● **WHAT THE TASK ASKS**:
Copy out every line of the data below that contains the string "coastal". Matches must agree in case.

● **DATA FOR PROCESSING**:
::::

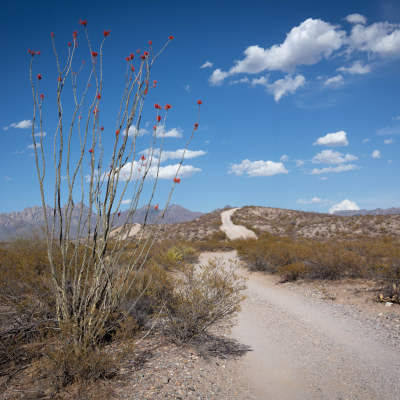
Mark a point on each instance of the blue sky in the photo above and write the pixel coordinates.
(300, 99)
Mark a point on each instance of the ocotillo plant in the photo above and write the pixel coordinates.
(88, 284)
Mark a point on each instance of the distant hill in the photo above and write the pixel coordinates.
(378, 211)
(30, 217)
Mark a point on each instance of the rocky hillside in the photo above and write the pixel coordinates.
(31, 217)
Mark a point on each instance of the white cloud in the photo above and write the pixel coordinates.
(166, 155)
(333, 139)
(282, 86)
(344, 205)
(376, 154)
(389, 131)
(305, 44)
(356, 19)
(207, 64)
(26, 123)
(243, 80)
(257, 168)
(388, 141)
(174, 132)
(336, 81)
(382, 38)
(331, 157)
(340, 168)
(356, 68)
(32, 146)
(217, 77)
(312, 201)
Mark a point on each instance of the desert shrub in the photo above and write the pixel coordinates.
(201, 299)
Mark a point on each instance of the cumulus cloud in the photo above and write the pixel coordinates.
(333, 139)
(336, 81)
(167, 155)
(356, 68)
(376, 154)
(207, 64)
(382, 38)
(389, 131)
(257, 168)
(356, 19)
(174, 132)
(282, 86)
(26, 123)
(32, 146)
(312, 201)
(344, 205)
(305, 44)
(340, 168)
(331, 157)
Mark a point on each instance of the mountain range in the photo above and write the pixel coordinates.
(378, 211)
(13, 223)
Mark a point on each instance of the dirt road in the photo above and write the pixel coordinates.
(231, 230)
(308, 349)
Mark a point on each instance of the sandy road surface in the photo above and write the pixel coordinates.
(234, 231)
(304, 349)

::::

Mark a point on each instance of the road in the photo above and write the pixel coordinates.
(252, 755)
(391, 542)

::::

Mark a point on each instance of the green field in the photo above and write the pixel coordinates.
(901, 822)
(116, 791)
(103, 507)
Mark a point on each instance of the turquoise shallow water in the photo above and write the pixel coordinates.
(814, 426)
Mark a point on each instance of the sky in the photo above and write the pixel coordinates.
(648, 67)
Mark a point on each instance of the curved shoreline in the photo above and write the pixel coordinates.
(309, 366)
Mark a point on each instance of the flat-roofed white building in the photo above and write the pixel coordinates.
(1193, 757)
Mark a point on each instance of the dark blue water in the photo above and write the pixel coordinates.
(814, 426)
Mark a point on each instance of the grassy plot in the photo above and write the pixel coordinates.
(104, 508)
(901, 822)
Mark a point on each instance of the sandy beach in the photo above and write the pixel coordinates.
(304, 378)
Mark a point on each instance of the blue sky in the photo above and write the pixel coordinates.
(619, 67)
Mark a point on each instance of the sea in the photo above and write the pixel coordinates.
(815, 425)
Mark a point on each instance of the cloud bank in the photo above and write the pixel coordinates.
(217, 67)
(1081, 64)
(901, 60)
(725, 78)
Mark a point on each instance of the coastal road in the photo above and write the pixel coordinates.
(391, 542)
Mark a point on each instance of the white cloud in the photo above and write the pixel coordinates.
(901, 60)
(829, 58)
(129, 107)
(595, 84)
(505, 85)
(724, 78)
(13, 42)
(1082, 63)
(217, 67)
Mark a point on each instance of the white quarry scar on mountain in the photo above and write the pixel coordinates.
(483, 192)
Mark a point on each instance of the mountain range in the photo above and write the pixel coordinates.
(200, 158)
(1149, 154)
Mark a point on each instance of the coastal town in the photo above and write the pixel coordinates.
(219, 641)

::::

● **REPLY**:
Mark a point on each instance of the coastal road in the photo above and write the pixel coordinates.
Mark a point on each instance of the coastal town in the photo above and write the pixel coordinates.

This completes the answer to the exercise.